- **Task brief**
Reproduce every one of the items below verbatim, line by line, without altering any wording or figure.

## BEGIN

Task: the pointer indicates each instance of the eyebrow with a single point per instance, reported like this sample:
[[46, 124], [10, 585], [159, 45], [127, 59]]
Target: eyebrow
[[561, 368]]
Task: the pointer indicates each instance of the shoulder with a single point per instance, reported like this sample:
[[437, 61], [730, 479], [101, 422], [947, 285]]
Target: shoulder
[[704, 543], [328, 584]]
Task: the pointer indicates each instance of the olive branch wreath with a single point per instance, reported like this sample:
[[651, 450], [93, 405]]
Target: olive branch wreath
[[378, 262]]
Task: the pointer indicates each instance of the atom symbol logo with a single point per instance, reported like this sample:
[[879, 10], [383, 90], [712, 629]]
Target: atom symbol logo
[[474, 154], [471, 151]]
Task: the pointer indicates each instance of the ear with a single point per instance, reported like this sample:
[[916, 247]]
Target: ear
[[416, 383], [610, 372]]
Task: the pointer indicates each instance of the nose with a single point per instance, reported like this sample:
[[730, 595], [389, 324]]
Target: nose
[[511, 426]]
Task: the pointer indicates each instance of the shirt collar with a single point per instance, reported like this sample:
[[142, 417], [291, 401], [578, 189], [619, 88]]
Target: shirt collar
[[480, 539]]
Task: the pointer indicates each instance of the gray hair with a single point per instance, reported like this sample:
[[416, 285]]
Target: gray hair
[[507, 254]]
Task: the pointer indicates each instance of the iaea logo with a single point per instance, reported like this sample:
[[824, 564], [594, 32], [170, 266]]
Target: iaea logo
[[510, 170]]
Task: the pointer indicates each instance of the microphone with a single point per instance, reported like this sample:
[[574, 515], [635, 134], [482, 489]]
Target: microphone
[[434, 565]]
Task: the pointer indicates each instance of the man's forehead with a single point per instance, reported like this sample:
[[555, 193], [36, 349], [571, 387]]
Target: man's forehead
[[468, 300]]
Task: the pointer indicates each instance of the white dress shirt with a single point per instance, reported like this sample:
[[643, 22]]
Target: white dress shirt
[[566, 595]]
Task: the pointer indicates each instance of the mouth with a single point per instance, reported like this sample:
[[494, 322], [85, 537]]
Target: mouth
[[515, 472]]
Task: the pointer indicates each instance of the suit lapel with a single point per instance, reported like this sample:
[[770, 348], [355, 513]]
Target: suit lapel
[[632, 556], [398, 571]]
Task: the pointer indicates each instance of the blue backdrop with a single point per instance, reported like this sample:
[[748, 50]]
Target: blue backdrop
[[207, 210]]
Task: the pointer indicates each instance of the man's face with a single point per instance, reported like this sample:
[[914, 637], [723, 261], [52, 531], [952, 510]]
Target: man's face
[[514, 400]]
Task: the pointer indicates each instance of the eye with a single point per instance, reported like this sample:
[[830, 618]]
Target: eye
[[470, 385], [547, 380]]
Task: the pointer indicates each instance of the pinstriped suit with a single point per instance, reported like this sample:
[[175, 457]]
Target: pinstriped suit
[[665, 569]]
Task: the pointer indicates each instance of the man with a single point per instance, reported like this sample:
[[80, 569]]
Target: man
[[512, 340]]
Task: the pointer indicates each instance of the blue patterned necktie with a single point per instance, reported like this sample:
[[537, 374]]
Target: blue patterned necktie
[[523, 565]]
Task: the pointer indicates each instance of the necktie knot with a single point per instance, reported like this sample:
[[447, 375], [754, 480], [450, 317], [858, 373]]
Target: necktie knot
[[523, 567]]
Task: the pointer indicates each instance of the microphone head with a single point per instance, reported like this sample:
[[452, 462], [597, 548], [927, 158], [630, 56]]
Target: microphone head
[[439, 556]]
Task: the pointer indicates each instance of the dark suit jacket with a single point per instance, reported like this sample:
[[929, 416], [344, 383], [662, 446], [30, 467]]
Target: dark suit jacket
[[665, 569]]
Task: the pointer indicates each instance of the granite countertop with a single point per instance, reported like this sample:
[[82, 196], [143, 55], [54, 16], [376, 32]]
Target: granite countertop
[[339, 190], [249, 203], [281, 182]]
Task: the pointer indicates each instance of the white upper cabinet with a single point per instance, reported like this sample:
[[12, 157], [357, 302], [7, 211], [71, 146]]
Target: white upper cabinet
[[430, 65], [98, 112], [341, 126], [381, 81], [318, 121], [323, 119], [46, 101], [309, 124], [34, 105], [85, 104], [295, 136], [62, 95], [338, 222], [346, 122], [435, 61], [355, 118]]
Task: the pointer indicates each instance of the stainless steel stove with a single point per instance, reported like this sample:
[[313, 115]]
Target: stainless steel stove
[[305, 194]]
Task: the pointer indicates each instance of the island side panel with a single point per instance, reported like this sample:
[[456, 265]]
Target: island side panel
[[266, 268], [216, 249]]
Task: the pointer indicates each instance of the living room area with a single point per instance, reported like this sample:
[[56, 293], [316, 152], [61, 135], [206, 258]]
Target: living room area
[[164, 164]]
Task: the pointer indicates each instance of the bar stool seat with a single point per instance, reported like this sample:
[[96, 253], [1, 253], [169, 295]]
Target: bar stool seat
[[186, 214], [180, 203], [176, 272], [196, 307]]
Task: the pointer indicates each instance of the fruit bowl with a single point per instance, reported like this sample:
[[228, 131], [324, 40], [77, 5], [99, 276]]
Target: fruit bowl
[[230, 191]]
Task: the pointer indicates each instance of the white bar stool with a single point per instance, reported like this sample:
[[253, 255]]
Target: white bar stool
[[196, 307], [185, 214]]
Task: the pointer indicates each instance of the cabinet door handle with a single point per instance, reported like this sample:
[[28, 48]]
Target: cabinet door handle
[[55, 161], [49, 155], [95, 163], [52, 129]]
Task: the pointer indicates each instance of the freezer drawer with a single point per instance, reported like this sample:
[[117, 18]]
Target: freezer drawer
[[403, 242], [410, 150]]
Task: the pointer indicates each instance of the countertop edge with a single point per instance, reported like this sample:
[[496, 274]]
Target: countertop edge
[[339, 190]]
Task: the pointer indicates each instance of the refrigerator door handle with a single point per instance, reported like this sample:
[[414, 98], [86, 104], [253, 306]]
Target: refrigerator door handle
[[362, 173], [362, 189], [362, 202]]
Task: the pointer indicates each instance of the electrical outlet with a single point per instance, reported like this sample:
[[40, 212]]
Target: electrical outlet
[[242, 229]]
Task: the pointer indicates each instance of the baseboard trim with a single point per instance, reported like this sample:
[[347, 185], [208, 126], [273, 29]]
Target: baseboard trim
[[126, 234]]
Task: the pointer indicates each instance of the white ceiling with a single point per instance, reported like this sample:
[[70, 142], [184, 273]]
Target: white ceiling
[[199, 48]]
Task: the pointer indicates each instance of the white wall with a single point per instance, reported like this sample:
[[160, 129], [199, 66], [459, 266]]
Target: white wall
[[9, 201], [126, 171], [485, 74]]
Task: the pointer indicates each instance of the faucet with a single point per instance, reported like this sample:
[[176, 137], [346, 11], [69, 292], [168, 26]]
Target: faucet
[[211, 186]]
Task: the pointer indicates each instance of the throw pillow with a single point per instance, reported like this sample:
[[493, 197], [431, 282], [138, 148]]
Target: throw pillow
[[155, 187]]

## END

- **Written answer**
Task: the pointer indicates each instance of the eyebrow with a single point per instance, reported like this sample:
[[46, 124], [10, 585], [159, 45], [127, 59]]
Target: eyebrow
[[561, 368]]
Task: the pointer indicates each instance of the shoulder with a single point per instance, reported like this sample:
[[437, 61], [730, 479], [101, 422], [947, 285]]
Target: shoulder
[[704, 543], [328, 584]]
Task: the pointer indicates each instance of the olive branch wreath with a single point per instance, reported like this sample:
[[651, 450], [93, 405]]
Target: olive branch wreath
[[378, 262]]
Task: the pointer indicates each instance of the atom symbol logo with a single point per instance, reported like this sample:
[[879, 10], [383, 90], [712, 629]]
Target: atom symbol logo
[[474, 154], [471, 151]]
Task: the pointer indicates each instance of the ear with a single point per instance, reported like this sample:
[[916, 247]]
Target: ear
[[416, 383], [610, 372]]
Task: the pointer indicates each instance of the nose with a single point per instance, reported like this sample:
[[730, 595], [389, 324]]
Target: nose
[[511, 426]]
Task: the pointer indicates each instance of the shirt collar with a single point per instance, reported like this sample:
[[142, 417], [291, 401], [578, 189], [619, 88]]
Target: shirt collar
[[480, 539]]
Task: the pointer indicates each instance of the gray hair with a single point per instance, reported like this sample:
[[416, 285]]
Target: gray hair
[[507, 254]]
Task: the pointer indicates each instance of the iaea logo with a single point per instance, reported like this sample:
[[824, 564], [594, 32], [170, 266]]
Target: iaea logo
[[510, 170]]
Task: the pointer indicates each instance of the microphone with a single point per instance, reported like this sample:
[[574, 515], [635, 134], [482, 489]]
Target: microphone
[[434, 565]]
Task: the pointer indicates each instance of the man's forehead with a single point per instance, reported like this sample:
[[555, 193], [36, 349], [571, 387]]
Target: man's forehead
[[468, 300]]
Task: the pointer indicates each instance of the white dress shirt with a single point per instance, reported like this sample:
[[643, 22]]
Target: white dress shirt
[[566, 595]]
Task: the pointer indicates each instance of the mouth with a single point per instance, reported like this sample:
[[494, 322], [85, 537]]
Target: mouth
[[515, 472]]
Task: the pointer indicates each instance of the suit lapel with a single point per instance, reported like this sample:
[[770, 348], [355, 513]]
Target: suit lapel
[[632, 556], [398, 571]]
Task: the pointer indicates each instance of the blue backdrop with a single point per instance, reported like this sample:
[[748, 50]]
Target: blue backdrop
[[207, 210]]
Task: the pointer indicates each instance of the man's face with a single point per instance, reported like this sample:
[[914, 637], [723, 261], [52, 531], [952, 510]]
Target: man's face
[[514, 400]]
Task: the pointer indicates each instance of the eye with a single point per instance, reported like this sample:
[[830, 618]]
Target: eye
[[470, 385], [547, 380]]
Task: the pointer indicates each instance of the pinstriped suit with a single point per instance, reported like this sample:
[[175, 457]]
Target: pinstriped suit
[[665, 569]]
Task: the pointer indicates each instance of the man with a single point per instance, reported like this sample:
[[80, 569]]
Target: man
[[512, 340]]
Task: the pointer indicates each instance of the blue patterned necktie with a single point per instance, reported like this sample:
[[537, 374]]
Target: blue patterned necktie
[[523, 565]]
Task: the pointer indicates each instance of the necktie knot with a single point per instance, reported like this sample:
[[447, 375], [754, 480], [450, 317], [858, 373]]
Target: necktie knot
[[523, 567]]
Task: the pointer indicates each instance of the microphone head with a single point per instance, reported like this sample:
[[452, 462], [597, 548], [927, 158], [630, 56]]
Target: microphone head
[[439, 556]]
Task: the pointer indicates each instance of the dark suit jacket with a single point per instance, reported like this sample:
[[929, 416], [344, 383], [662, 446], [30, 467]]
Target: dark suit jacket
[[665, 569]]
Task: the pointer indicates each instance of the granite countertop with a single point per instance, reported like this sample:
[[82, 196], [143, 55], [54, 16], [376, 32]]
Target: granite countertop
[[339, 190], [249, 203], [281, 182]]
Task: the pointer indicates each instance of the white upper cabinet with a single point per instance, reported like this sample:
[[12, 157], [357, 302], [7, 211], [71, 146]]
Target: white upper cabinet
[[430, 65], [98, 112], [341, 126], [381, 81], [318, 121], [323, 119], [46, 101], [309, 124], [34, 105], [85, 104], [295, 136], [62, 95], [338, 222], [346, 122], [435, 61], [355, 118]]
Task: the pointer indicates each instance of the stainless steel stove with a single point per instance, reported like this sample:
[[313, 115]]
Target: stainless steel stove
[[305, 194]]
Task: the pointer indicates each instance of the island side panel with a single point per instance, reported like this sample:
[[456, 265]]
Target: island side panel
[[266, 268], [216, 249]]
Task: the pointer indicates each instance of the living room area with a single point per instance, reported like this sample:
[[56, 293], [316, 152], [61, 135], [206, 258]]
Target: living room area
[[164, 164]]
Task: the pointer indicates each instance of the bar stool seat with a single point per instance, reported like this sample:
[[96, 253], [1, 253], [169, 295]]
Target: bar stool seat
[[186, 214], [180, 203], [176, 272], [196, 307]]
Task: the pointer indicates each instance of the fruit bowl with a single point per instance, reported like this sample:
[[228, 131], [324, 40], [77, 5], [99, 276]]
Target: fruit bowl
[[230, 191]]
Task: the pointer indicates each instance of the white bar stool with a single point per instance, reported like this sample:
[[253, 255]]
Target: white bar stool
[[196, 307], [185, 214]]
Task: the pointer indicates each instance of the cabinet door handle with a single point per instance, reported like this sample:
[[28, 48]]
Target: cabinet door handle
[[55, 161], [49, 155], [95, 163], [52, 129]]
Task: the pointer indicates each instance of the freezer drawer with a single point per instance, reported like this sample:
[[117, 18]]
Target: freezer drawer
[[403, 242], [410, 150]]
Task: the pointer indicates each instance of the countertop edge with a single point per instance, reported like this sample:
[[496, 274]]
Target: countertop edge
[[339, 190]]
Task: the pointer indicates each instance of the refrigerator door handle with a single point per instance, reported like this sample:
[[414, 98], [86, 104], [253, 306]]
Target: refrigerator door handle
[[362, 173], [362, 189], [362, 202]]
Task: the pointer indicates each instance of the electrical outlet with a single point per instance, reported like this sample:
[[40, 212]]
Target: electrical outlet
[[242, 229]]
Task: the pointer indicates each instance of the baseboard trim with a single point per instance, reported like this sample:
[[347, 185], [208, 126], [273, 29]]
Target: baseboard trim
[[126, 234]]
Task: the pointer indicates each instance of the white ceiling with a single point per instance, reported like this sample:
[[70, 142], [184, 273]]
Target: white ceiling
[[199, 48]]
Task: the pointer indicates each instance of the white wall with a single point per instance, reported like this sample:
[[160, 129], [199, 66], [459, 266]]
Target: white wall
[[9, 201], [126, 171], [485, 74]]
Task: the pointer indicates each instance of the faucet with a single point per instance, reported like this sample:
[[176, 137], [346, 11], [69, 292], [168, 26]]
Target: faucet
[[211, 186]]
Task: the pointer indicates each instance of the throw pillow with a single point per instance, reported like this sample:
[[493, 197], [431, 282], [138, 148]]
Target: throw pillow
[[155, 187]]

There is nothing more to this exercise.